# Selected passage
○ ○ ○ ○ ○
Question

The growth of Pseudomonas bacteria is modeled as a first-order process with \(k=0.035 \mathrm{~min}^{-1}\) at \(37^{\circ} \mathrm{C}\). The initial \(P\) seudomonas population density is \(1.0 \times 10^{3}\) cells/L. (a) What is the population density after \(2 \mathrm{~h}\) ? (b) What is the time required for the population to go from \(1.0 \times 10^{3}\) to \(2.0 \times 10^{3}\) cells/L?

Short answer

The population density after 2 hours is 66690 cells/L. The time required for the population to double is approximately 19.8 minutes.

Step-by-step solution

- Understand the given parameters

Firstly, note down the given parameters: the growth rate constant is \(k=0.035 \mathrm{~min}^{-1}\), the initial population density is \(P(0)=1.0 \times 10^{3} \) cells/L.

- Convert the time from hours to minutes

For part (a), convert the given time of 2 hours into minutes: \(t = 2 \mathrm{~h} \times 60 \mathrm{~min/h} = 120 \mathrm{~min}\).

- Use the first-order kinetic equation

The first-order kinetic equation for population growth is: \[ P(t) = P(0) e^{kt} \] Substitute the known values into the equation: \[ P(120) = 1.0 \times 10^3 \times e^{(0.035 \times 120)} \]

- Calculate the population density after 2 hours

Calculate the exponent first: \(0.035 \times 120 = 4.2\). Then calculate \(e^{4.2}\): \(e^{4.2} \approx 66.69\). Therefore, \(P(120) = 1.0 \times 10^3 \times 66.69 = 66690 \) cells/L.
○ ○ ○ ○ ○
# Data to examine
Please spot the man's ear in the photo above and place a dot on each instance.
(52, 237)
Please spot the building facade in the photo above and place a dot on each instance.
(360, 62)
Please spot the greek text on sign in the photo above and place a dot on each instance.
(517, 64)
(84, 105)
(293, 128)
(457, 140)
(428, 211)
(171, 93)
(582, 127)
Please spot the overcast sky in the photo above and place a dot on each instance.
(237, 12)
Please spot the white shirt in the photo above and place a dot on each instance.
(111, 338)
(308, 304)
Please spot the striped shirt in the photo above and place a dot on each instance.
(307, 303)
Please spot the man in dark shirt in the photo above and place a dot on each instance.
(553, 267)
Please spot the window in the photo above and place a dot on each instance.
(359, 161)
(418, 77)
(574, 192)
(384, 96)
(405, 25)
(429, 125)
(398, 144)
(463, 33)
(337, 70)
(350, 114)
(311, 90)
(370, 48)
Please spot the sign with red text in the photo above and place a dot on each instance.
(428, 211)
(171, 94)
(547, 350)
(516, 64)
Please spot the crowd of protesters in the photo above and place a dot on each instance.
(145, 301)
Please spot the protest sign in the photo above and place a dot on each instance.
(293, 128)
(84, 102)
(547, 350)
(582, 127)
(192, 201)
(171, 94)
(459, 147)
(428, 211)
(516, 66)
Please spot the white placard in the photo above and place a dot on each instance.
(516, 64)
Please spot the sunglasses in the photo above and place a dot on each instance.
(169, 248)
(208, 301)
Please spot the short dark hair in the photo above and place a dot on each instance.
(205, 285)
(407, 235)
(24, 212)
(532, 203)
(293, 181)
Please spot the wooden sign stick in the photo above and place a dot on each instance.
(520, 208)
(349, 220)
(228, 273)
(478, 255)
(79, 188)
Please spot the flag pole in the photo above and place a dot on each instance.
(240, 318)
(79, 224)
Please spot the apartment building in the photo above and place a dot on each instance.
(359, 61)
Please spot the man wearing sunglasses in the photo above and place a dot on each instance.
○ ○ ○ ○ ○
# Exercise objective
Copy verbatim the stretch of the Pseudomonas growth problem from "Calculate the exponent" through "66690 \) cells/L.".

# Exercise answer
Calculate the exponent first: \(0.035 \times 120 = 4.2\). Then calculate \(e^{4.2}\): \(e^{4.2} \approx 66.69\). Therefore, \(P(120) = 1.0 \times 10^3 \times 66.69 = 66690 \) cells/L.